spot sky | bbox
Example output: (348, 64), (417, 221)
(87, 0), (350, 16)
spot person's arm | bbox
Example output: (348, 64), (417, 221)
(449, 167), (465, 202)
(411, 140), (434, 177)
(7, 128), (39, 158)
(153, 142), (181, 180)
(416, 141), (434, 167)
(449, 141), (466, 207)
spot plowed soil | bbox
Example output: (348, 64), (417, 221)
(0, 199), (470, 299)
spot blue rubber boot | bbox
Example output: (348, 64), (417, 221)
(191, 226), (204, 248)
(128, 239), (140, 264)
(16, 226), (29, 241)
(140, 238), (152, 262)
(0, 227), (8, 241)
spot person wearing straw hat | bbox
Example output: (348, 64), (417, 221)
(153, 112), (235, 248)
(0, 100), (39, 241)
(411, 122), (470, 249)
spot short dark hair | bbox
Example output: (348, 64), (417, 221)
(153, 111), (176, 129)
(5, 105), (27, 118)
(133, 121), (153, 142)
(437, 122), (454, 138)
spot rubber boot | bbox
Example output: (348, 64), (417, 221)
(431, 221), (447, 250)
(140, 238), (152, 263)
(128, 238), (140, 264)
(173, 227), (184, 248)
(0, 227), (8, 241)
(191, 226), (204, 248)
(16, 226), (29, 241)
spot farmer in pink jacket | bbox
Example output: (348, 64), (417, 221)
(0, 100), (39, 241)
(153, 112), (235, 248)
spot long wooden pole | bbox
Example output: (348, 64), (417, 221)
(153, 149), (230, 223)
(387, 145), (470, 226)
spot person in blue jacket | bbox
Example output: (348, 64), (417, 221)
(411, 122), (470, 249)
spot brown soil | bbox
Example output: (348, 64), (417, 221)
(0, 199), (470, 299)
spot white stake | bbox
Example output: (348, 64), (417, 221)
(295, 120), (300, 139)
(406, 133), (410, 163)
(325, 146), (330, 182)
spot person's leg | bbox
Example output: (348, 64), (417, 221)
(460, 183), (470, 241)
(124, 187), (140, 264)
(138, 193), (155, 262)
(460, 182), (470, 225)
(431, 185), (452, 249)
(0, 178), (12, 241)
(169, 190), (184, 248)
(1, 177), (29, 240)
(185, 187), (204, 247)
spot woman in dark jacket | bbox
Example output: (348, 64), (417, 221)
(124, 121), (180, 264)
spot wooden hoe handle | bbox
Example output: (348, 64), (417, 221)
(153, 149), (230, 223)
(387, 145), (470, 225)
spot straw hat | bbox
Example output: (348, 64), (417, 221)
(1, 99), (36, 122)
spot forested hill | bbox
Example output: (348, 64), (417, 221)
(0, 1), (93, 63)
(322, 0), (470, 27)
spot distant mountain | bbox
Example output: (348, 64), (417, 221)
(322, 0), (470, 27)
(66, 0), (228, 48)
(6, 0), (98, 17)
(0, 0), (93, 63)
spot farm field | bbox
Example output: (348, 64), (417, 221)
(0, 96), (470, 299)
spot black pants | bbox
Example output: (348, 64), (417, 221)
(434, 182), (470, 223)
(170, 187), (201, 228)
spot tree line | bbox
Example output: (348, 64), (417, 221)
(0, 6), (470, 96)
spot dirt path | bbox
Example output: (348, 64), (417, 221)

* _PROBLEM TO SOLVE_
Rewrite every entry above with "Example output" changed to "Sample output" and everything else left as is.

* _SOLVED EXERCISE_
spot sky | bbox
Sample output: (348, 64), (417, 221)
(87, 0), (350, 16)
spot person's arm | bbox
Sample output: (348, 64), (417, 221)
(449, 167), (465, 202)
(411, 140), (434, 177)
(7, 128), (39, 158)
(153, 142), (181, 180)
(416, 141), (434, 167)
(449, 141), (466, 207)
spot plowed soil | bbox
Sample output: (348, 64), (417, 221)
(0, 199), (470, 299)
spot blue rubber boot | bbox
Sample output: (348, 64), (417, 221)
(191, 226), (204, 248)
(128, 239), (140, 264)
(16, 226), (29, 241)
(140, 238), (152, 262)
(0, 227), (8, 241)
spot person wearing straw hat | bbox
Sample output: (348, 64), (417, 221)
(153, 112), (235, 248)
(0, 100), (39, 241)
(411, 122), (470, 249)
spot short dark hair | bbox
Sample output: (348, 64), (417, 221)
(153, 111), (176, 129)
(5, 105), (27, 118)
(133, 121), (153, 142)
(437, 122), (454, 138)
spot rubber boot | bbox
Sample output: (348, 64), (417, 221)
(431, 221), (447, 250)
(140, 238), (152, 263)
(128, 238), (140, 264)
(173, 227), (184, 248)
(0, 227), (8, 241)
(191, 226), (204, 248)
(16, 226), (29, 241)
spot farmer in pink jacket | bbox
Sample output: (348, 64), (417, 221)
(0, 100), (39, 241)
(153, 112), (235, 248)
spot long wooden pole | bbox
Sample output: (348, 64), (417, 221)
(153, 149), (230, 223)
(387, 145), (470, 226)
spot person in blue jacket | bbox
Sample output: (348, 64), (417, 221)
(411, 122), (470, 249)
spot brown soil | bbox
Sample output: (348, 64), (417, 221)
(0, 199), (470, 299)
spot white stake | bbox
Sample output: (348, 64), (417, 221)
(295, 120), (300, 139)
(406, 133), (410, 163)
(325, 146), (330, 182)
spot person's leg | bbox
Sample output: (348, 64), (417, 221)
(460, 183), (470, 241)
(124, 187), (140, 264)
(138, 193), (155, 262)
(460, 182), (470, 225)
(431, 185), (452, 249)
(0, 178), (12, 241)
(169, 190), (184, 248)
(1, 177), (29, 240)
(185, 187), (204, 247)
spot woman in dark jacket | bbox
Sample output: (348, 64), (417, 221)
(124, 121), (180, 264)
spot wooden hoe handle | bbox
Sample output: (348, 64), (417, 221)
(153, 149), (230, 223)
(387, 145), (470, 225)
spot straw hat | bbox
Sample output: (348, 64), (417, 221)
(1, 99), (36, 122)
spot forested hill | bbox
Sample output: (348, 64), (417, 221)
(0, 1), (93, 63)
(322, 0), (470, 27)
spot distant mountain | bbox
Sample output: (348, 64), (417, 221)
(322, 0), (470, 27)
(66, 0), (228, 48)
(6, 0), (98, 17)
(0, 0), (93, 63)
spot farm field | bbox
Sample output: (348, 64), (417, 221)
(0, 96), (470, 299)
spot black pants | bbox
Sample output: (348, 64), (417, 221)
(434, 182), (470, 223)
(170, 187), (201, 228)
spot tree line | bbox
Sample output: (348, 64), (417, 221)
(0, 6), (470, 96)
spot dirt path | bbox
Sample output: (348, 64), (417, 221)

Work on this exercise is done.